====== Data shown

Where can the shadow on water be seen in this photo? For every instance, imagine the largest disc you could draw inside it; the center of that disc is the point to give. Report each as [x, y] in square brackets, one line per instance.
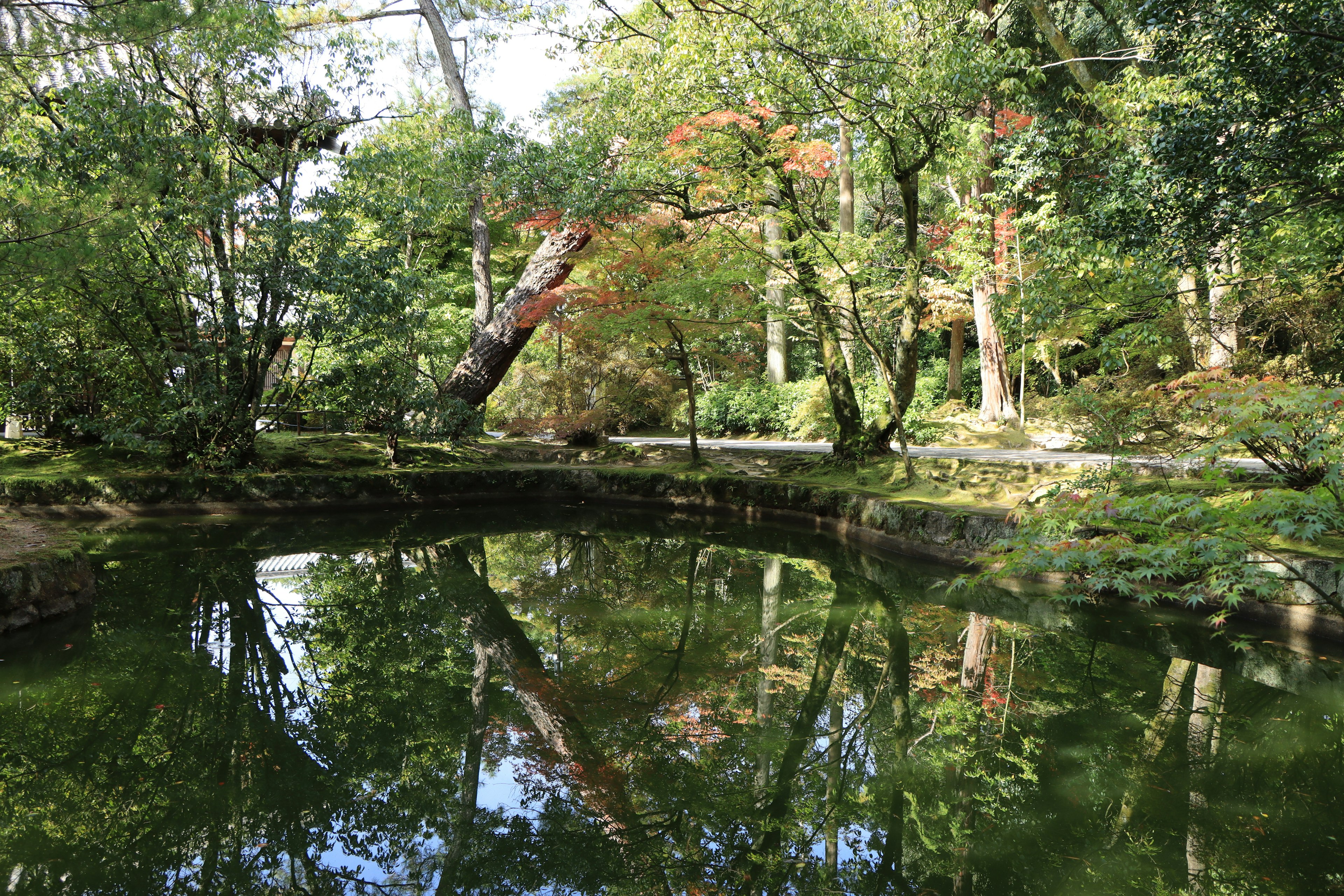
[562, 699]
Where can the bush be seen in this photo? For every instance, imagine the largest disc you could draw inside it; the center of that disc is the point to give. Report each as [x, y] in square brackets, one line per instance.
[748, 406]
[802, 412]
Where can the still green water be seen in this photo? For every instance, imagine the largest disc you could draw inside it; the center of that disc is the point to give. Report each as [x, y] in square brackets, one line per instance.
[666, 705]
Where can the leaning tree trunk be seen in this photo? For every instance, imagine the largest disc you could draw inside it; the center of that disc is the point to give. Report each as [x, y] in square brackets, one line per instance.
[462, 104]
[494, 348]
[995, 383]
[777, 322]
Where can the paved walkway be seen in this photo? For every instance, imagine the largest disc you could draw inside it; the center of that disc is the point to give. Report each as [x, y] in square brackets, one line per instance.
[1011, 456]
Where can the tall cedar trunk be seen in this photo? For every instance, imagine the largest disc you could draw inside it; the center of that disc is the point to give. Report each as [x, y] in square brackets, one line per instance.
[1205, 711]
[1191, 319]
[995, 382]
[771, 589]
[846, 317]
[912, 303]
[845, 404]
[462, 104]
[1155, 737]
[851, 442]
[588, 771]
[975, 665]
[959, 347]
[689, 382]
[1224, 306]
[494, 348]
[803, 733]
[776, 324]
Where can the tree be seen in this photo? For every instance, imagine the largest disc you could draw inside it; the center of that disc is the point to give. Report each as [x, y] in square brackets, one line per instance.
[164, 253]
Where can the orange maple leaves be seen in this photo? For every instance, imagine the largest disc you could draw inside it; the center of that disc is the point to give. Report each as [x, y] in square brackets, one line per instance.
[808, 158]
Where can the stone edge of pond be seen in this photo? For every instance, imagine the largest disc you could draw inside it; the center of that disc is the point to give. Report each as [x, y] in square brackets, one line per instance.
[955, 537]
[51, 581]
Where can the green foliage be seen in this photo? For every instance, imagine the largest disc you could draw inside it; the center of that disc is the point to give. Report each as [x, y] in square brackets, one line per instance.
[1199, 548]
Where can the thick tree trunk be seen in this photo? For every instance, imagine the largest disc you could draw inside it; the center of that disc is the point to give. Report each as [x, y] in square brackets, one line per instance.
[689, 382]
[462, 104]
[1191, 319]
[845, 404]
[898, 678]
[482, 282]
[853, 441]
[995, 383]
[959, 347]
[494, 350]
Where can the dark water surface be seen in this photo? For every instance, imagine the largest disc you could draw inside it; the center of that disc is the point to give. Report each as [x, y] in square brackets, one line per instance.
[662, 706]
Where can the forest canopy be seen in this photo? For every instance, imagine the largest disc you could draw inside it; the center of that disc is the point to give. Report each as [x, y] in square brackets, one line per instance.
[872, 224]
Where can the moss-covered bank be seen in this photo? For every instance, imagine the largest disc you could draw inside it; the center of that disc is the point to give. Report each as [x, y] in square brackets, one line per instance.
[865, 510]
[43, 573]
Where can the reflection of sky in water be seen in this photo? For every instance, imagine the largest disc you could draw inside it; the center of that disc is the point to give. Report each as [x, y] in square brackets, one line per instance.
[286, 606]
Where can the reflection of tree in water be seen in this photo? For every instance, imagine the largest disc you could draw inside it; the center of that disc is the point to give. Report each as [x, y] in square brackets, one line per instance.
[685, 718]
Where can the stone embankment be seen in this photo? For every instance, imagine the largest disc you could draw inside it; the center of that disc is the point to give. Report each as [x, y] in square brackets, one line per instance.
[913, 528]
[43, 574]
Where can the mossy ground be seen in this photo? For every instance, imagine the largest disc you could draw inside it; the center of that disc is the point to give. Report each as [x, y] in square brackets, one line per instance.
[276, 453]
[940, 483]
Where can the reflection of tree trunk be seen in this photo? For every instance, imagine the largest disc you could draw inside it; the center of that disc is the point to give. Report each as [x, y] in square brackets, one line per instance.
[830, 649]
[771, 589]
[834, 743]
[975, 664]
[975, 660]
[898, 680]
[846, 316]
[1205, 711]
[488, 621]
[1168, 707]
[463, 831]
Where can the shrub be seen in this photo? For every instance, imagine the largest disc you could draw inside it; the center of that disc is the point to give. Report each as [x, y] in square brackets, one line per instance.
[802, 410]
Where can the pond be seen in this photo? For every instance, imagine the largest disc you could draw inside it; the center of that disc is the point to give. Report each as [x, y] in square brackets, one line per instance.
[579, 700]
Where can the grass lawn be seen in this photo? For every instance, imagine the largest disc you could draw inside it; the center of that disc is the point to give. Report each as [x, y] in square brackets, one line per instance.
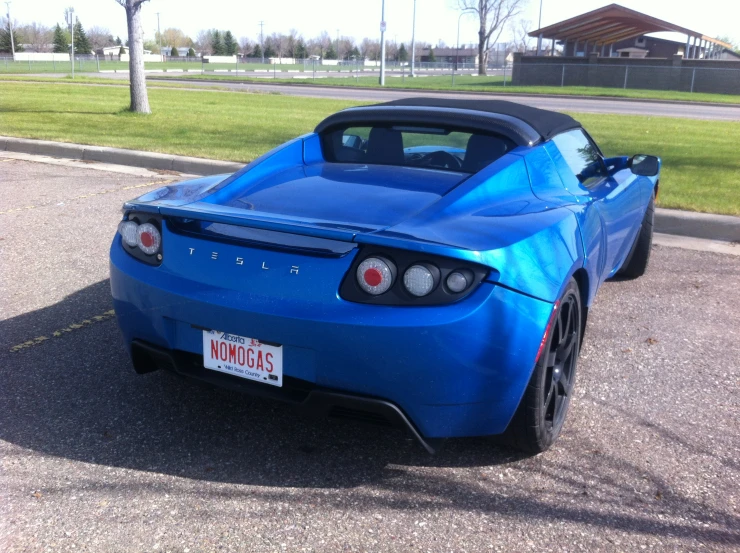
[701, 169]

============

What this task involves — All entries, top to bottom, should be retyped exactly; the pictures should not be.

Solution to the problem —
Where can the shadow on water be seen in this photo? For every instance, imagine the largest disc you could draw inside it; the center of that disc is the point to give. Report each as [x, y] in square brackets, one line per instance.
[562, 699]
Where can the bush be seen in this photo? For every instance, imagine the largest disc you could draw inside it; the center of that disc is the point to give. Report each as [x, y] in square brackets, one line per instance.
[748, 406]
[802, 412]
Where can the still green water be seen in this photo? For every instance, imagine the largest disc you could draw inside it; the center of that disc is the point to give. Report each as [x, y] in square brackets, one line per instance.
[666, 705]
Where can the leaning tree trunk be seen in this photo? For every instance, imagine the largest disc you could draw inside it; the center of that disc is the point to give. Report each as [x, y] in square brackets, one line per instance.
[462, 104]
[494, 348]
[995, 383]
[777, 322]
Where can the paved walkway be seen in this photo? For every instance, imagine the largest disc you could draw inside it; the center of that disc is the point to give. Report each as [x, y] in square brackets, one line per instance.
[1011, 456]
Where can the tall cedar trunk be seen in this photo? For every instance, imagine the largest disc you could draw inside it; the center of that disc is the point to give. Report each as [x, y] in square brackets, one line per instance.
[1205, 711]
[1191, 319]
[995, 382]
[771, 589]
[846, 317]
[912, 303]
[845, 404]
[462, 104]
[1155, 737]
[851, 442]
[588, 771]
[975, 665]
[959, 347]
[689, 382]
[1224, 306]
[494, 348]
[803, 733]
[776, 324]
Where can the tree be seen in this photo? For every instance, imagine the largest disc you could draw inside it; the center of that disc is the point to give. Report each as [x, y] in square brackets, one line per instance.
[164, 253]
Where can the orange maple leaves be seen in this photo? For every instance, imagine the largest disc you could draw inside it; the center of that disc is the point to give. Report each as [x, y] in square brackets, one line per instance.
[808, 158]
Where can the stone edge of pond be seen in this photo? For every instance, imagine the largest disc you could draw inside it; the center of that disc is the point to give. Report each as [x, y] in square brackets, one line per instance.
[955, 537]
[51, 581]
Where can the green foliage be seen in this photo? For every instance, imagine the largest disc you could draw inside it; the center of that disc is the point to give. Report each as [x, y] in square brackets, one line per instance.
[1199, 548]
Where can the thick tree trunk be seen in this photo? For every instance, imagine the largest disc you could draw inside it; the center of that disc is the point to give. Report each as [x, y] in square brackets, one line per instance.
[689, 382]
[462, 104]
[1191, 319]
[845, 404]
[898, 678]
[482, 282]
[853, 441]
[995, 383]
[959, 347]
[494, 350]
Where can the dark water surface be seen in this photo? For every instance, imagine the largest disc you could draw inside it; the center of that disc is the point to give. Report each as [x, y] in square brackets, one line per instance.
[662, 706]
Where can the forest canopy be seen in this photo? For every instance, imagine the largest disc you could draw inside it; the center of that disc is the point to give. Report each as [x, y] in square brackets, one line per instance.
[872, 224]
Where can the moss-covered bank be seen in this photo? For every instance, imagine the largest disc you could draw inside it; the center of that disc is the point to give. Report each as [x, y] in square brackets, one line per instance.
[865, 510]
[43, 573]
Where can the reflection of sky in water be seen in this photo? For every instance, imagine the largest disc you could draw inside it; the center of that disc is the point to give. Report each as [x, y] in square brackets, one line per instance.
[286, 606]
Where can the reflection of tree in water be seen in this photo? For every instance, imagine the largest disc you could draw inside it; the center of that disc is the point to give. Report each as [x, y] in square brackets, one line per instance.
[685, 718]
Where can the stone embankment be seen in this photo? For every instance, imagine the largest disc you could draw inside it; the center of that disc is the point to give. Report each as [x, y] in square brackets, one line per instance.
[913, 528]
[43, 574]
Where can the mossy ground be seen in this photo? For every instance, imagine the largest disc you could draw inside it; the center of that disc is the point to give. Report each as [x, y] in square brackets, one line per instance.
[276, 453]
[940, 483]
Where can the reflection of tree trunk be seen in this photo? For every instance, imagine the largest disc you could draw inside it; the center of that disc is the point to give. Report each as [x, y] in square brackets, one line per instance.
[830, 649]
[771, 589]
[834, 743]
[975, 664]
[975, 660]
[898, 680]
[846, 316]
[1205, 711]
[488, 621]
[1168, 707]
[463, 831]
Where can the shrub be seen in this photo? For every instance, imagine the largest disc you could draw inside it; the center of that disc is the point to give. Report each as [x, y] in square brackets, one line per instance.
[802, 410]
Where can the pond be seen in this photo? For every instance, imagine the largest disc you could draw inside it; the center of that disc is the point to give. Report each as [x, y] in square brackets, one line per instance.
[579, 700]
Where can the grass lawn be seen in this photo? For every instance, imagine the largest disc you could draw inside it; the center of that disc is the point to give. Report each as [x, y] in square brackets, one line per instance.
[701, 169]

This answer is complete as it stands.